[Entries drawn from a collection]
****
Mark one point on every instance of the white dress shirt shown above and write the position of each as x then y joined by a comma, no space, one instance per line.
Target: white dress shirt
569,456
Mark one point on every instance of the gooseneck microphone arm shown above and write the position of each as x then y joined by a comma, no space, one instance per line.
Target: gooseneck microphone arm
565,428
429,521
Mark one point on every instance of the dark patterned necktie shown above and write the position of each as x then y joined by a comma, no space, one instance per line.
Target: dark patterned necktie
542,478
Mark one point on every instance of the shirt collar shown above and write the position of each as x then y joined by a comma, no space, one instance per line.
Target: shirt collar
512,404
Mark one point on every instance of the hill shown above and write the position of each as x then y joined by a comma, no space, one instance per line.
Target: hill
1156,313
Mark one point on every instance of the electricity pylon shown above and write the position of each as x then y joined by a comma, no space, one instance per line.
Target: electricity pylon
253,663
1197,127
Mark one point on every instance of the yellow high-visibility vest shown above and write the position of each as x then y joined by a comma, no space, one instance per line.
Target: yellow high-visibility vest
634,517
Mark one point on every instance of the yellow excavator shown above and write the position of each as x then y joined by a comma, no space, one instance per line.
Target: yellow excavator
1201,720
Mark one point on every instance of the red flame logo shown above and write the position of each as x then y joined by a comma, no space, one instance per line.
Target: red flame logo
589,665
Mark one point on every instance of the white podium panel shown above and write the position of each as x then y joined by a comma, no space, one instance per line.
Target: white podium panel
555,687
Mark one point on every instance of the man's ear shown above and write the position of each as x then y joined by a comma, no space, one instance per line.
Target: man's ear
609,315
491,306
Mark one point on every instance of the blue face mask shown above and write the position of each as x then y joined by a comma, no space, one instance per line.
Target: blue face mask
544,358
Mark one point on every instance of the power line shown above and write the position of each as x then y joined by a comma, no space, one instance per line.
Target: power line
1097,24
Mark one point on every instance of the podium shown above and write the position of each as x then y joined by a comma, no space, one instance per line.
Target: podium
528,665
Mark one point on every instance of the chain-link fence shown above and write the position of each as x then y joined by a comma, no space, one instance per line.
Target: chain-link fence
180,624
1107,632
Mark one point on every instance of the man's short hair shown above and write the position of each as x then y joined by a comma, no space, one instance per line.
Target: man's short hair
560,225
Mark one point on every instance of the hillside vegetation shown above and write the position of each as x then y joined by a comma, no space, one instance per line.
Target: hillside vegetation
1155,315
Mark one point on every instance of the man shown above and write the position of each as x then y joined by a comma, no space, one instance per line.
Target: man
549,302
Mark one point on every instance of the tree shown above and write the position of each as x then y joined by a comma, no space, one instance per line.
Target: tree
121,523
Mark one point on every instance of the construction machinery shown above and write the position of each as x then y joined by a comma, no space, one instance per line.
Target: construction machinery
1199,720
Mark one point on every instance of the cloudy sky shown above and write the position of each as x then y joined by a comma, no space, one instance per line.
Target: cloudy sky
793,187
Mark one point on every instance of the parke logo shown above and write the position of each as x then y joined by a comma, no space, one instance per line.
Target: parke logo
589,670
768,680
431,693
****
■ Task objective: Rewrite the records above as a two-column CSV with the header columns "prompt" and "response" and one row per record. Put each record's text and its answer in separate quoted fields, with every line break replaced by a space.

■ Task output:
prompt,response
"Mark one point on every instance of the white dress shirt shown above and write the position of each as x then y joined by a comma, no space, one instance per line. Target: white dress shirt","569,456"
"Mark one point on every instance of the gooseneck microphone arm shown above and write the position of each as x then y joined by a comma, no space, one instance per line. Target: gooseneck microphone arm","565,428 429,521"
"Mark one point on every instance of the dark patterned necktie shown above and write the position of each as x then y joined by a comma, no space, one instance per line. Target: dark patterned necktie","542,478"
"Mark one point on every instance of the shirt collar shown above and write the position of each as x then y joined by a comma, no space, one instance per line. Target: shirt collar","512,404"
"Mark one point on every instance of the hill shown above and write the position of each as x then y joined by a comma, no space, one instance per line. Target: hill","1156,313"
"Mark one point on every instance of the electricity pylon shown above and write the position of each as x then y joined by a comma, no space, one instance per line. Target: electricity pylon","253,663 1197,127"
"Mark one point on every instance of the yellow high-visibility vest shown above and write the position of each as x then y joined by a comma, no space, one instance per line. Target: yellow high-visibility vest","634,517"
"Mark one point on every instance of the yellow excavator shown above and write the position of each as x then y joined by a comma, no space, one instance per line. Target: yellow excavator","1201,720"
"Mark one point on every instance of the red flame logo shown above and write the position of each as x then y joined by a comma, no space, one instance per line. Target: red flame logo","589,665"
"Mark one point on every instance of the white podium panel shown above and write the position of each as x then y joined by a comma, no space, one instance per line. Target: white podium panel","555,687"
"Mark one point on every instance of the man's ear shown above and write the position of each as x then y joined by a comma, no space, one instance per line. Target: man's ear","609,315 491,306"
"Mark one point on every instance of the blue face mask shown above and write the position of each as x then y joined by a comma, no space, one instance per line. Target: blue face mask","544,358"
"Mark one point on every instance of the power line shown above and write the position of each as x then y joined by a comma, no space, one instance per line. Target: power line","1097,24"
"Mark one point on every instance of the podium shown above and write the position of each as x then y joined by a comma, no space, one instance per line. Target: podium","528,665"
"Mark one point on every instance of the chain-link fence shown above and write the position of each as x then y joined by a comma, no space, one instance per line. Target: chain-link fence","180,624 1107,632"
"Mark one point on every instance of the man's short hair shown above and write the position of each as x then y joined by a comma, no space, one instance per line. Target: man's short hair","560,225"
"Mark one point on every instance of the hillside vegetation shown above and write the position of each as x then y joined by a comma, no space, one instance per line. Target: hillside vegetation","1155,315"
"Mark one point on every instance of the man shown above and write the position of each as x then y joined by a comma, no space, one instance per line. Target: man","549,302"
"Mark one point on every instance of the tree shown above and write the position of each as x then y joined by a comma, no space, one instance per line. Target: tree","121,523"
"Mark one point on every instance of the construction machinery shown above and write the position of each as x then y joined by a comma, no space, one instance per line. Target: construction machinery","1199,720"
"Mark one point on every instance of the cloudy sky shown above and write the position of each as x then y joined by a comma, no space, one instance per line. Target: cloudy sky","793,187"
"Mark one point on every instance of the parke logo shown above and write the position of each as x then y joined by a comma, no space, one instance per line. Target: parke logo","589,670 768,680 431,693"